Photo-based referring expression data
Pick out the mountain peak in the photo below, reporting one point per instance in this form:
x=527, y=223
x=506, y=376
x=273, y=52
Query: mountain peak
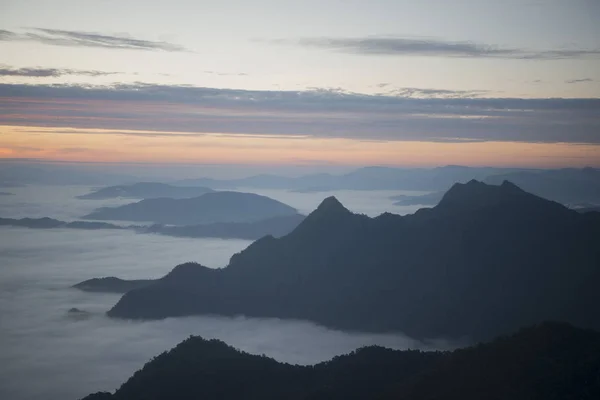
x=331, y=204
x=476, y=193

> [WHAT YOU NEED TO DO]: Would you retype every line shown above exactly, leaving the pictures aside?

> [RESULT OF THE EXERCISE]:
Pick out the mountain peak in the photo below, reporting one point per instance in this form:
x=527, y=223
x=506, y=376
x=273, y=52
Query: mountain peak
x=331, y=204
x=476, y=193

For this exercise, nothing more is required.